◆ Work instruction 1:
Answer these questions using the passage on healthy fats:
(a) What did food companies add to foods to compensate for making them fat free?
(b) Besides PMS, which three conditions do the benefits of healthy fats also extend to?
(c) What example does the passage give of unhealthy fats you should avoid?
◆ Work instruction 2:
From the passage on healthy fats, reproduce word for word the part that opens with the words "Avoiding an entire" and closes with "and the brain.".

====== Source passage ======

There was a time when fats were demonized. Food companies tried to come up with as many fat free products as possible. It was an unhealthy trend because extra sugar was added in foods to compensate. But on top of that, it became unhealthy because healthy fats were avoided for a long period of time.
Avoiding an entire important food group can have devastating effects on health. The importance of healthy fats for reducing PMS and getting back to having healthy cycles is often forgotten. These benefits also extend out to PCOS, endometriosis, and infertility.
An overview on fats
Sadly, the low fat trend created a fear of all fats. Dieters are under the false impression that eating fats will make them fat. So, here’s a science lesson in a few sentences.
Healthy fats have a ton of functions in the body. This includes reduction of inflammation, quick recovery, production of some of the components of our blood, being a building block for hormones, boosting our metabolism, and cancer prevention. They are also important for the health of cells, skin, and the brain.
Unhealthy fats, on the other hand (like trans fats), don’t have as many roles in the body. Both healthy fats and unhealthy ones can be stored in the body to be broken down as energy. However, because the healthy ones have so many other roles to fill, the body doesn’t tend to store them in our fat cells.
In simple terms, unhealthy fats are the ones you should avoid, such as fried foods. Missing out on the healthy ones, on the other hand, leads to a host of issues.
Healthy fats and PMS
Anytime we consume food products that contain shelf-stable vegetable oils (like crackers, or peanut butter that looks uniform), or meats that have not been raised organically, we take in unhealthy fats.

====== Material shown ======

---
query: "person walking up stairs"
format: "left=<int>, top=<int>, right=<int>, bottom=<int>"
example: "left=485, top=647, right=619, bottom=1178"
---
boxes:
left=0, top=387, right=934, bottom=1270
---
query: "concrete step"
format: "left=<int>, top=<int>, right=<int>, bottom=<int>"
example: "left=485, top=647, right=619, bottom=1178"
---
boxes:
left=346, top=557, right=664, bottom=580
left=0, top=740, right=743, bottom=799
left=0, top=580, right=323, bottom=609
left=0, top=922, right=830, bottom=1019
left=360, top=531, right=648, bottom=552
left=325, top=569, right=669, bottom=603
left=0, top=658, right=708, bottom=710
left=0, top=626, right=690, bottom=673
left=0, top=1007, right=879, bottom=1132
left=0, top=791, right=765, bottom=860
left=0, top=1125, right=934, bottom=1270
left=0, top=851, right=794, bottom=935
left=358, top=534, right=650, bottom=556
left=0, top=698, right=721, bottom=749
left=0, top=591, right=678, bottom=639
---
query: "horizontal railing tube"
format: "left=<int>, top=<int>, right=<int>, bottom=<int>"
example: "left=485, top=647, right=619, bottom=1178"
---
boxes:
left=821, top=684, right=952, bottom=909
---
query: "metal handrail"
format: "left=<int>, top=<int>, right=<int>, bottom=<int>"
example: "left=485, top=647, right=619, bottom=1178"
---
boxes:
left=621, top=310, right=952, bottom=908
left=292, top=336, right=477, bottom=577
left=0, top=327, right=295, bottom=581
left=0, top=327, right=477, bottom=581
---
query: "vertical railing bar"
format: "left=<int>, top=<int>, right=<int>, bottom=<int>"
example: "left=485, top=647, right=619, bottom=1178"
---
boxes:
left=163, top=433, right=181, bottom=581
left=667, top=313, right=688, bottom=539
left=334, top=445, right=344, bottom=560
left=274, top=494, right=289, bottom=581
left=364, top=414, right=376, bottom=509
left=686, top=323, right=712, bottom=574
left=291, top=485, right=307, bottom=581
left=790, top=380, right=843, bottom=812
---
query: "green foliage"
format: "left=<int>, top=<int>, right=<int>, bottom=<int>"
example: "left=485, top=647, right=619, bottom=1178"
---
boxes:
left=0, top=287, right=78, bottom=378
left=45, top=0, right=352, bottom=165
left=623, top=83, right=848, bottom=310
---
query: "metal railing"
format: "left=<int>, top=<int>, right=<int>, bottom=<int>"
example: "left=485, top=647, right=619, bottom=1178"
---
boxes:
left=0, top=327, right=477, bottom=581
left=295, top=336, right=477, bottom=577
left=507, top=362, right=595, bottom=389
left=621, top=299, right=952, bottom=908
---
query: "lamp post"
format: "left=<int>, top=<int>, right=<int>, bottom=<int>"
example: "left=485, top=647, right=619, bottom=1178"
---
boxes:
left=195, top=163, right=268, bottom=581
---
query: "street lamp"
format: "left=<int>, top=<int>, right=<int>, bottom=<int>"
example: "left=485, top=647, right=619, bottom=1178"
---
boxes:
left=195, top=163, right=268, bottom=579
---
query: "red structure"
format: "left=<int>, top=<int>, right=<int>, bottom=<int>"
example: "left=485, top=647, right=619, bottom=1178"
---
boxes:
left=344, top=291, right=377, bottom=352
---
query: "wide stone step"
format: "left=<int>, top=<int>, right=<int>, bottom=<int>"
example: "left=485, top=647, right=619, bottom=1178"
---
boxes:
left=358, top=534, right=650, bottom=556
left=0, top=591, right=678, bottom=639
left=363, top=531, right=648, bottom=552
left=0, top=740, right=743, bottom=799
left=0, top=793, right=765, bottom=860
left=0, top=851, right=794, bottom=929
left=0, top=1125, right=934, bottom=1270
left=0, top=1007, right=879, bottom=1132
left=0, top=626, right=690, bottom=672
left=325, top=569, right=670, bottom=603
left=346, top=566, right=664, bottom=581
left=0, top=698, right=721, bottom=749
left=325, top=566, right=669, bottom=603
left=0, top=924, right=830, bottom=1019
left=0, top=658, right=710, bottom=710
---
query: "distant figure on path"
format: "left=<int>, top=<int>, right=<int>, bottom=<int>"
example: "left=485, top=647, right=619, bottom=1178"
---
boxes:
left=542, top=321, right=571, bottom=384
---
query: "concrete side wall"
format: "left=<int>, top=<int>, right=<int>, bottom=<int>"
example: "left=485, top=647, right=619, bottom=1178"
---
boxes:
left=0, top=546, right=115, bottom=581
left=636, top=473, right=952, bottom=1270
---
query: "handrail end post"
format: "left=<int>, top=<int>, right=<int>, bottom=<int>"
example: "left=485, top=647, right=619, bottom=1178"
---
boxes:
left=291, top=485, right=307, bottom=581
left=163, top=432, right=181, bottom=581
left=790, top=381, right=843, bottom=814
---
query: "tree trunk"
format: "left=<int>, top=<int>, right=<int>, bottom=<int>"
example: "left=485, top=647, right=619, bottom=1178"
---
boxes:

======

◆ Response area 1:
(a) Extra sugar.
(b) PCOS, endometriosis, and infertility.
(c) Fried foods.

◆ Response area 2:
Avoiding an entire important food group can have devastating effects on health. The importance of healthy fats for reducing PMS and getting back to having healthy cycles is often forgotten. These benefits also extend out to PCOS, endometriosis, and infertility.
An overview on fats
Sadly, the low fat trend created a fear of all fats. Dieters are under the false impression that eating fats will make them fat. So, here’s a science lesson in a few sentences.
Healthy fats have a ton of functions in the body. This includes reduction of inflammation, quick recovery, production of some of the components of our blood, being a building block for hormones, boosting our metabolism, and cancer prevention. They are also important for the health of cells, skin, and the brain.